Exercise task: Leave out the pictures and transcribe the rest of the records exactly.

Dataset records about object locations:
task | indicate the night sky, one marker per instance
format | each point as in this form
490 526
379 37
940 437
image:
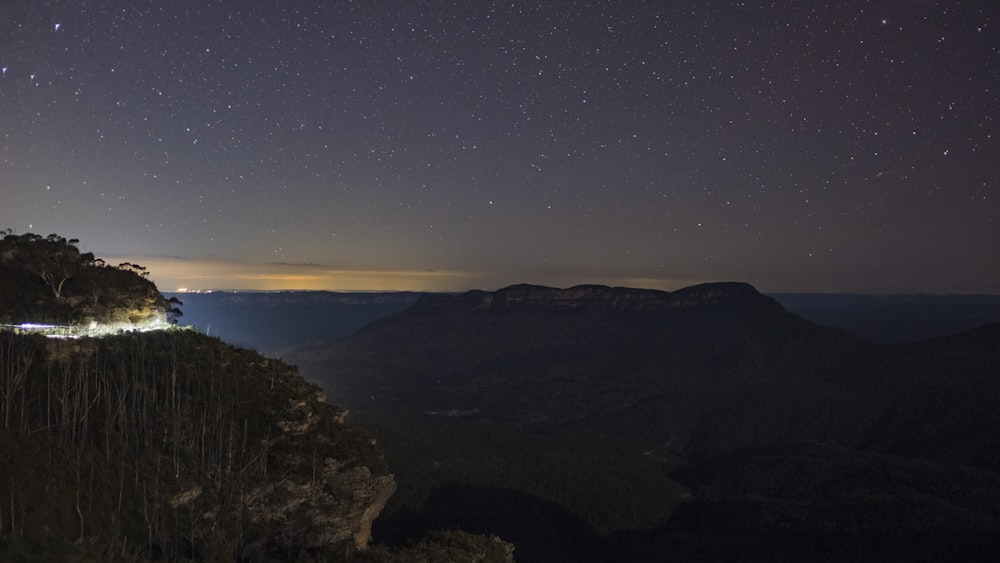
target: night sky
408 144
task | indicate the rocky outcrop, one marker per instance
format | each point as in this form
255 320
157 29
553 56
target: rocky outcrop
334 505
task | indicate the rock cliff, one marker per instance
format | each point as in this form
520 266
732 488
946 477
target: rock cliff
599 297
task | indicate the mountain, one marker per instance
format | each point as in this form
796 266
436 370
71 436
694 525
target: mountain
126 438
895 318
611 402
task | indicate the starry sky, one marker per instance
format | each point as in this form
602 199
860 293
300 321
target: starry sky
448 145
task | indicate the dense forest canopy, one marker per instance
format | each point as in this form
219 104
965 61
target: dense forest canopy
49 280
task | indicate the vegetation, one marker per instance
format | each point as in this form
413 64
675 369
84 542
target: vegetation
146 445
48 280
169 445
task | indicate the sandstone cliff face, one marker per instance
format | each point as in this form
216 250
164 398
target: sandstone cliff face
599 297
328 503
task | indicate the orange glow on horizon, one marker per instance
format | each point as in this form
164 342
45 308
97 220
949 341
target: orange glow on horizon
174 274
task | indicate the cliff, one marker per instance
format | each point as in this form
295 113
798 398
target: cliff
173 445
603 298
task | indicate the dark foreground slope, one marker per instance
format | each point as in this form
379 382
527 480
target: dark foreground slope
175 445
599 403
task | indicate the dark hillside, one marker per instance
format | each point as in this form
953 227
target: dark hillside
677 380
167 445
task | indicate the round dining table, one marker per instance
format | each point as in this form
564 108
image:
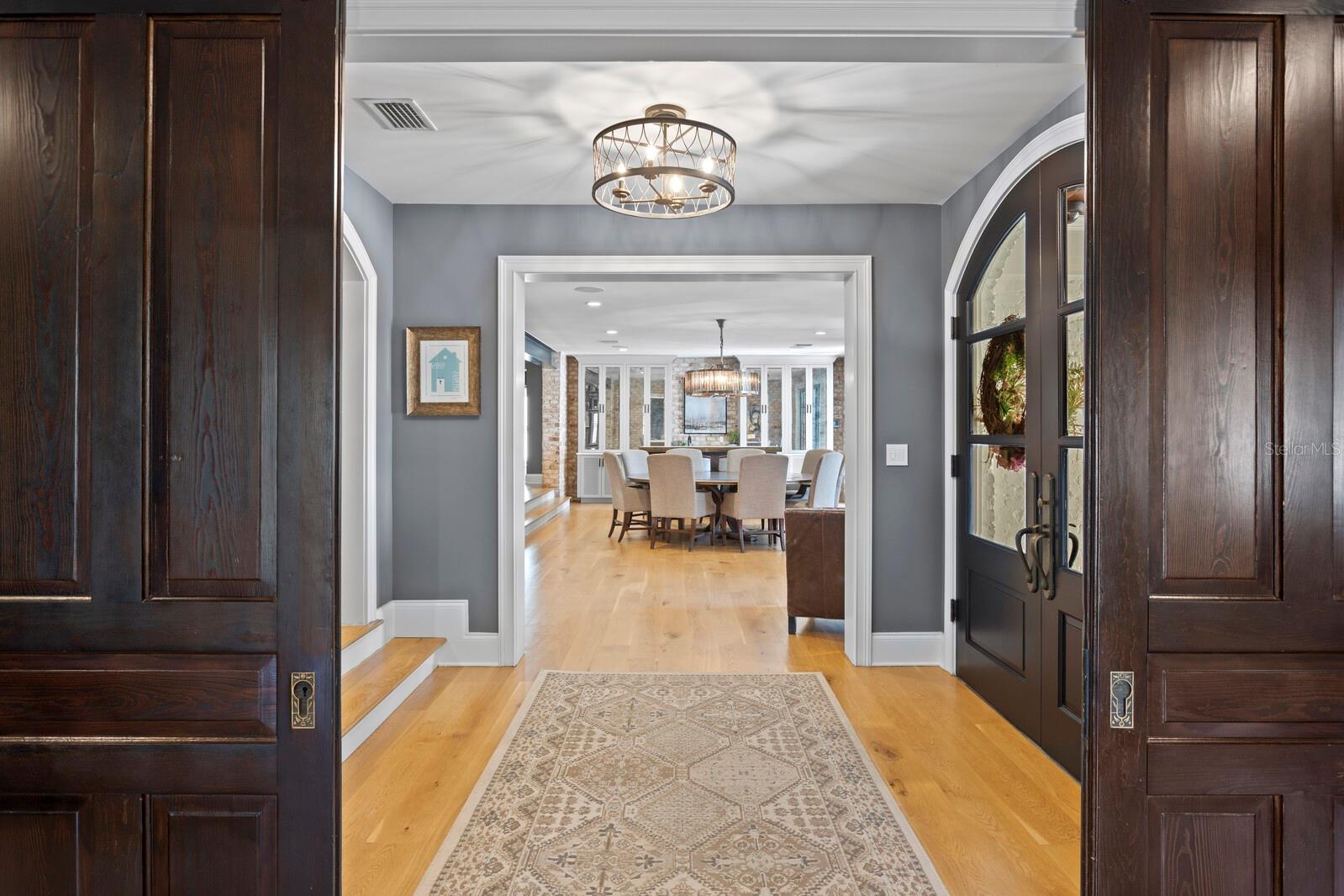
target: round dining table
719 482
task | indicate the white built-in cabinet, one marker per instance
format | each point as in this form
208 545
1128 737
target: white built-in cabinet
619 404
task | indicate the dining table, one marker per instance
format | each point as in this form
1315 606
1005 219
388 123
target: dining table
719 482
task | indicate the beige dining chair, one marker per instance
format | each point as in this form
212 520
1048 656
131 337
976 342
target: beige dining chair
734 457
825 481
809 469
672 496
636 461
630 503
760 496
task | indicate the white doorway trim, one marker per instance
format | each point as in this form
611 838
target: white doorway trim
1063 134
350 238
855 271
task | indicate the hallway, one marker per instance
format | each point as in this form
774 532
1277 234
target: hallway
995 814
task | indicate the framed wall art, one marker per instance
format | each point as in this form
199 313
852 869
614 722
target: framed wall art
442 371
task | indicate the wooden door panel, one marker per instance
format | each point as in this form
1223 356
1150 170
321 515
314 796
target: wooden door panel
213 310
67 698
71 846
213 846
1214 345
1211 846
46 90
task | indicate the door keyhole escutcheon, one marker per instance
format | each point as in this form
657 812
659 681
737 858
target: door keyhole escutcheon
1122 700
303 700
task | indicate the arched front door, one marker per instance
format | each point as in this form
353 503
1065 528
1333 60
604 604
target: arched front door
1020 458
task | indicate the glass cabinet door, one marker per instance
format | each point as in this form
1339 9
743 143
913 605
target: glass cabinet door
636 390
592 408
656 402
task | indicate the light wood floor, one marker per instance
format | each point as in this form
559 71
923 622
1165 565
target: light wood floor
996 815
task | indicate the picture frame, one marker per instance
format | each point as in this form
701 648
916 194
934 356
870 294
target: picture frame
442 371
704 415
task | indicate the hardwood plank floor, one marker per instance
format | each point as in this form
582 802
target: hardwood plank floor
995 813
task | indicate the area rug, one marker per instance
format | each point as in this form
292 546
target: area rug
680 785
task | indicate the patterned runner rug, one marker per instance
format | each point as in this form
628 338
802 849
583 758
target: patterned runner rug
680 785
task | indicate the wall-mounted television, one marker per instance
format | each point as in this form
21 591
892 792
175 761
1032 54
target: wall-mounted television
706 415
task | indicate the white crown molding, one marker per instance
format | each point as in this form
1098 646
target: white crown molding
693 18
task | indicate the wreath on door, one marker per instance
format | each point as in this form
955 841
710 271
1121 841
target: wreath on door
1002 395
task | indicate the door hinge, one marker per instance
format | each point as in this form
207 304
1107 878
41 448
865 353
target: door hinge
303 700
1121 698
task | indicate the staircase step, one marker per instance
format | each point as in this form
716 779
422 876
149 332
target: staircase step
350 635
370 683
536 496
542 514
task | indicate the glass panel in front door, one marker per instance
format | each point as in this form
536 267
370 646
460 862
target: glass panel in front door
1002 293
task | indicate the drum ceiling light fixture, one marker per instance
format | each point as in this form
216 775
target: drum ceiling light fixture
664 166
720 379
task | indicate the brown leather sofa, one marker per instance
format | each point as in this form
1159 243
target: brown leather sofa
814 563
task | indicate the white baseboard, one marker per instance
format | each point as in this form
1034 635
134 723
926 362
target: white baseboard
385 709
442 619
908 648
367 645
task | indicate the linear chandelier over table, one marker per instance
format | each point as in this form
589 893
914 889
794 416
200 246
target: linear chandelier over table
720 379
664 166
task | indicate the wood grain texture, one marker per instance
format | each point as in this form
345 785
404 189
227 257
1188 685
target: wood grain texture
1214 345
46 164
1211 846
213 846
134 696
213 310
992 810
71 846
367 684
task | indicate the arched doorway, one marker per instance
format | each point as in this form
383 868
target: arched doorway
1020 451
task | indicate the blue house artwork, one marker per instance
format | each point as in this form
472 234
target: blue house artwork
445 372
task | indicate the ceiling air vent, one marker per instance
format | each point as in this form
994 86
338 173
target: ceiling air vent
398 114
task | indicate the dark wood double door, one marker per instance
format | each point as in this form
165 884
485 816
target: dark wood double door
167 448
1020 458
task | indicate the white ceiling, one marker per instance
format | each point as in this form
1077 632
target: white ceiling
808 132
664 316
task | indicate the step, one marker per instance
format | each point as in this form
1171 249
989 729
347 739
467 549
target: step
542 514
536 496
350 635
372 689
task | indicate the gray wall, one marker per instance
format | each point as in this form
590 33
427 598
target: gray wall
444 469
962 206
372 218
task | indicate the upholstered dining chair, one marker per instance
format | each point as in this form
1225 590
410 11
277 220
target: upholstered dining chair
809 469
825 481
636 461
734 457
695 454
672 496
760 496
630 503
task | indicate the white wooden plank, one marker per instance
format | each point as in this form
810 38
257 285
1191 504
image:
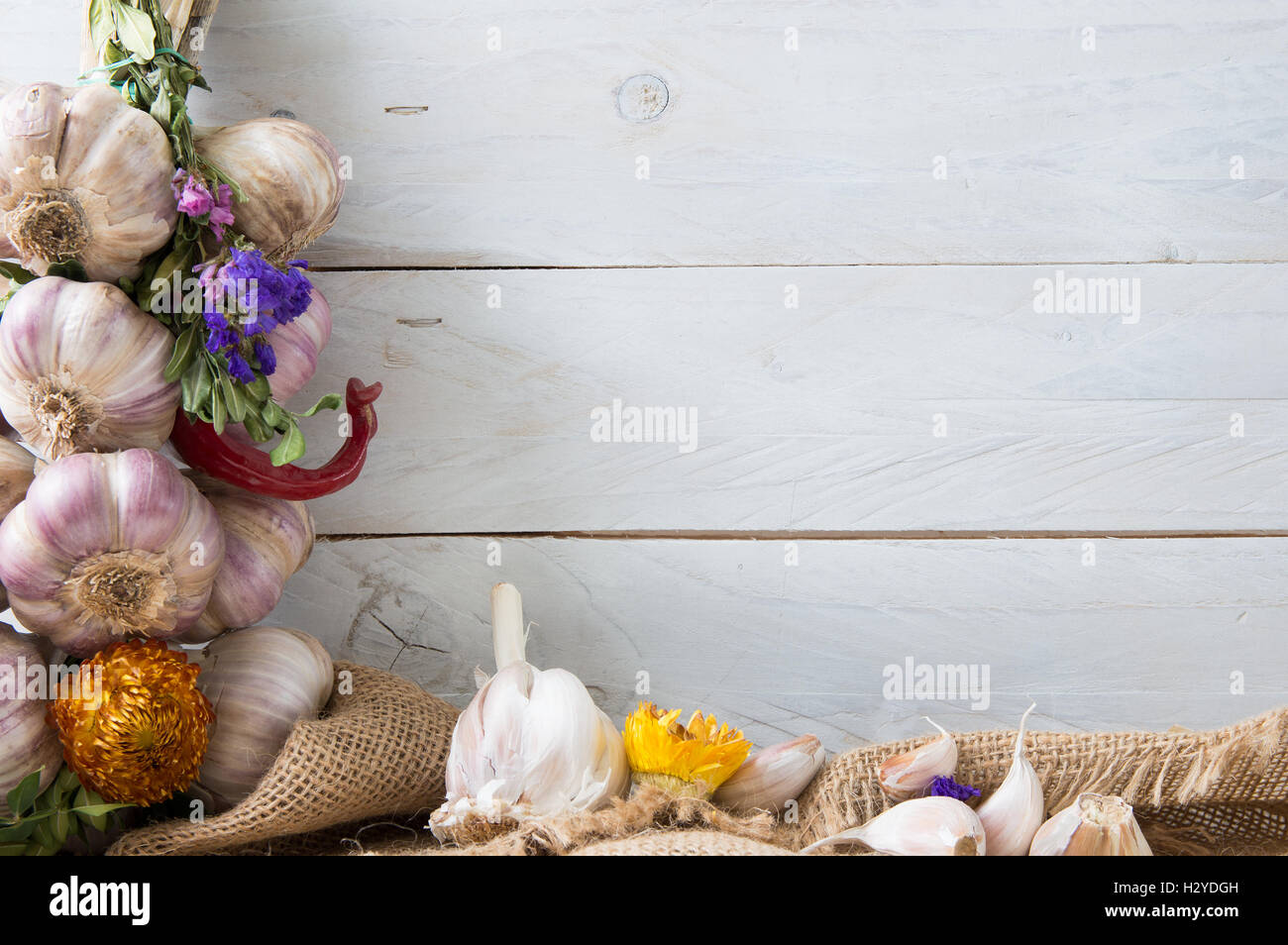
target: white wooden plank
816 417
763 155
1147 636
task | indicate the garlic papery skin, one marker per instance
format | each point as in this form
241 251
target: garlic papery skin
774 777
82 175
921 827
107 546
81 368
1014 812
1093 825
290 175
909 776
266 541
531 743
26 743
261 682
297 345
17 471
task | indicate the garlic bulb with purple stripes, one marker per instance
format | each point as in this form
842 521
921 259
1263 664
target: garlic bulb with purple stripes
26 743
81 368
110 546
261 682
82 176
266 541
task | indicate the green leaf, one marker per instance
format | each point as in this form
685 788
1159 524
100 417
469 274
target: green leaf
101 25
17 832
97 810
233 398
16 271
134 30
330 402
259 387
44 836
184 352
218 411
68 781
258 430
60 825
291 447
24 795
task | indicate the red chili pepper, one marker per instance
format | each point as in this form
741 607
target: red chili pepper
241 464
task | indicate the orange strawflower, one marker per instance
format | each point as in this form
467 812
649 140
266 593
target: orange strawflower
138 733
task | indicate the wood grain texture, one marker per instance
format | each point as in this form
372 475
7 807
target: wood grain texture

Final result:
task | indicate the night sky, one marker per instance
format | each point as in this form
490 526
379 37
940 437
image:
target: night sky
408 144
task | indicate the rocky outcrop, one marker per instance
format | each point as in this form
255 320
157 29
553 56
target: rocky outcrop
334 505
task | indicate the rock cliff, one marker per instance
format | each point as in this form
520 266
732 488
946 477
target: rock cliff
599 297
task | indicate the mountain, one marker per instance
format | each point as in this form
796 266
436 370
71 436
694 525
target: mountain
126 438
895 318
611 402
task | indicate the starry sky, one marker per instance
format | each point as in this form
602 199
860 293
300 321
target: starry sky
448 145
task | indicate the dense forest canopy, one marker per instance
format | each point as in this form
219 104
965 61
target: dense forest canopy
49 280
task | indicate the vegetation, one marker per instance
format | each point as in this form
413 64
675 369
84 542
target: vegetation
146 445
48 280
169 445
task | indicate the sandstone cliff face, one marker per instance
format | each point as in this form
216 250
164 398
target: sandstone cliff face
599 297
328 503
task | indicate the orange glow on horizon, one marker per instance
format | each point as in this form
164 342
45 308
97 220
949 341
target: orange glow on horizon
174 274
task | indicate the cliff, one marker per instance
format | each point as in this form
295 113
798 398
target: cliff
173 445
603 298
task | indicate the dark foreground slope, one marker per instance
format | each point as in this form
379 382
527 480
target: dark foreground slope
175 445
599 403
task | indicate the dark hillside, one marker per instance
format | each point as in this form
953 227
target: dark hillside
677 380
167 445
task | indicate the round dining table, one marker per instance
format | each point as in this form
564 108
image:
target: round dining table
719 482
task | indicate the white built-in cabinet, one marker per instance
format | each point as in this form
208 545
1128 737
target: white built-in cabinet
619 404
task | indicate the dining table, one marker per instance
format | each point as in this form
1315 606
1005 219
388 123
target: dining table
719 482
task | indicate the beige dining chair, one marker per instance
format | each point as in this form
212 520
1048 656
131 337
976 342
target: beige dining chair
734 457
825 481
809 469
672 496
636 461
630 503
760 496
task | indicate the white doorway trim, one marker per instance
format | each point as in this form
611 838
target: white doorway trim
1063 134
350 238
855 271
task | indicate the hallway, one marker per instance
format | each point as in this form
774 532
1277 234
target: hallway
995 814
task | indicate the framed wall art, one marker per instance
format | each point as in this form
199 313
852 869
614 722
target: framed wall art
442 371
task | indicate the wooden door panel, one marker per instance
format | each point as in this form
1223 356
1150 170
321 515
314 796
target: wooden door panel
213 310
67 698
71 846
213 846
1214 345
1211 846
46 90
task | indicate the door keyhole escutcheon, one marker per instance
format | each point as in this form
657 812
659 681
737 858
target: door keyhole escutcheon
1122 700
303 700
task | indicate the arched front door, one marker per instance
format | each point as in this form
353 503
1065 528
1333 60
604 604
target: arched front door
1020 458
task | indicate the glass cabinet door, one marker per instance
format | each point as in this form
1339 9
743 143
913 605
target: glass cabinet door
636 390
592 408
656 402
task | indicate the light wood floor, one marker per instance
format | each point as in this form
559 71
923 622
1165 565
target: light wood floor
996 815
task | indicate the picture frame, one marker per instance
format | each point as in this form
701 648
916 194
934 356
870 294
target: picture frame
442 371
704 415
task | indicate the hardwood plank floor, one marker per instance
format | each point as in this form
582 802
target: hardwood plank floor
995 813
task | indicate the area rug, one marker per instance
format | each point as in this form
292 546
target: area rug
680 785
task | indicate the patterned runner rug, one marker per instance
format | each point as in this form
628 338
802 849
583 758
target: patterned runner rug
680 785
task | indicate the wall-mounted television, one marker per instance
format | each point as in this form
21 591
892 792
175 761
1032 54
target: wall-mounted television
706 415
task | indicate the white crown molding, one marker per instance
format | each point as in this form
1098 646
target: white crown molding
693 18
task | indicate the wreath on door, one marker per instance
format | each point as in this form
955 841
710 271
1121 841
target: wreath on door
1002 395
task | indicate the door hinge, one marker per instance
format | each point as in this form
207 304
1107 878
41 448
865 353
target: door hinge
303 700
1121 698
task | indicate the staircase step, one marker per instance
format | each point as in this form
716 779
422 876
149 332
target: staircase step
350 635
370 683
536 496
542 514
task | indicate the glass panel in front door, one marker per instance
format | each point as in this form
536 267
370 646
460 862
target: glass panel in front door
1002 293
task | indicate the drum ceiling light fixture, one marker per instance
format | each point as in this form
216 775
target: drum ceiling light fixture
664 166
720 379
task | indicate the brown leather sofa, one marker per instance
format | each point as in this form
1159 243
target: brown leather sofa
814 563
task | indicate the white baseboard, one marker per instance
format | each point as in this form
1034 635
134 723
926 362
target: white baseboard
385 709
442 619
908 648
367 645
task | indicate the linear chandelier over table, one marker per instance
format | each point as in this form
589 893
914 889
794 416
200 246
target: linear chandelier over table
720 379
664 166
task | indicate the wood grain texture, one marker per instance
format | each point as in this form
345 785
404 189
227 257
1188 685
target: wood grain texture
1214 345
46 164
1211 846
213 846
134 696
213 310
992 810
71 846
367 684
task | indicate the arched doorway, one marker per instance
format | each point as in this form
383 868
target: arched doorway
1020 451
task | indicate the blue house artwork, one marker per instance
format | each point as in this form
472 234
target: blue house artwork
445 372
task | indicate the ceiling air vent, one marker per instance
format | each point as in this form
994 86
338 173
target: ceiling air vent
398 114
task | indicate the dark wood double door, one marker per instance
format | each point as in this form
165 884
485 816
target: dark wood double door
167 448
1020 458
task | indicate the white ceiling, one marker per instance
format | each point as in this form
1077 632
target: white ceiling
808 132
664 316
task | indicate the step, one marker per instance
format | each point as in this form
1171 249
989 729
347 739
467 549
target: step
542 514
536 496
350 635
372 689
task | indicate the gray wall, one marker per instance
format | each point as in this form
590 33
427 598
target: gray wall
444 469
962 206
372 218
task | indicate the upholstered dining chair, one marker per instance
format | each point as in this form
1225 590
410 11
277 220
target: upholstered dining chair
809 469
825 481
636 461
734 457
695 454
672 496
760 496
630 503
task | indicate the white wooden plank, one marker per instance
format | each point as in this form
810 38
257 285
1191 504
image:
target: white wooden plank
816 417
763 155
1147 636
task | indicate the garlic papery skin, one marker per instance
format | each point as in this form
241 251
target: garlic papery skin
774 777
82 175
921 827
107 546
81 368
1014 812
1093 825
290 175
909 776
266 541
531 743
26 743
261 682
297 345
17 471
task | indicate the garlic bulb with purple stripes, one marker per instance
format | each point as in this form
842 521
921 259
1263 664
target: garlic bulb with purple stripes
26 743
81 368
110 546
261 682
82 176
266 541
task | indicate the green leaf, one marker per instance
format | each point as in this form
685 788
1159 524
100 417
469 274
target: green leaf
101 25
17 832
97 810
233 398
16 271
134 30
330 402
259 387
44 836
184 352
218 411
68 781
258 430
60 825
291 447
24 795
task | indicate the red chili pepper, one marker per instance
format | each point as in this form
741 607
target: red chili pepper
241 464
task | indicate the orange strawflower, one marker per instance
format | each point as in this form
467 812
649 140
266 593
target: orange strawflower
138 733
task | indicate the wood grain texture, one marker per instance
format | each point as in this form
372 475
7 807
target: wood grain texture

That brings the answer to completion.